In The Chronicle of Higher Education,Tom Bartlett writes about his meeting with Nassim Taleb, the author of The Black Swan, Fooled by Randomness and his latest book, Antifragile: Things That Gain From Disorder.
Taleb is known for his gruffness. That turns off a lot of folks. Not me. I’ve always had a penchant for substance over style and I think Taleb offers substantive observations on how the world works.
I believe a key observation from his latest book is to avoid having a single point of failure. Why? Because things fail and they fail more often than not. What thing have you seen that never fails? A single point of failure is dumb.
Engineers design their electrical and mechanical systems with redundancies to try to avoid single points of failure. Electric utility companies, for example, usually have more than one way to get power to your service drop. If one path fails, they can switch to the backup path while they’re fixing the main path. That’s one reason most folks usually don’t experience more than a few hours of electrical outages in a given year.

■ ■ ■ ■ ■

**Task description:** Please copy out the passage on Taleb word for word, starting at "Taleb is known" and ending after "the world works.".

**Supplied material:**
■ ■ ■ ■ ■

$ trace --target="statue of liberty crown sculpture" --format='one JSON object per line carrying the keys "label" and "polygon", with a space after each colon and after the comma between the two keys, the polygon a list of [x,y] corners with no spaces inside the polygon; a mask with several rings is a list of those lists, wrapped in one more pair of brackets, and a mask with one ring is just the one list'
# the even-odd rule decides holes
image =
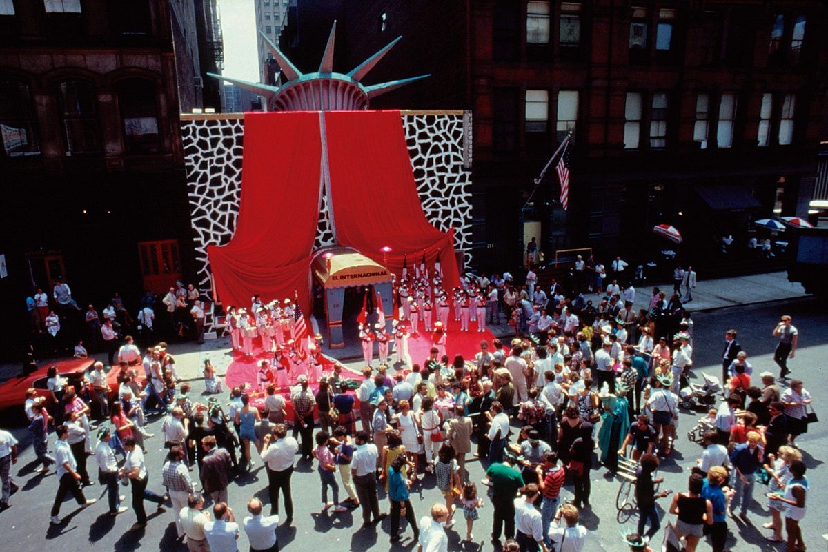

■ ■ ■ ■ ■

**Full response:**
Taleb is known for his gruffness. That turns off a lot of folks. Not me. I’ve always had a penchant for substance over style and I think Taleb offers substantive observations on how the world works.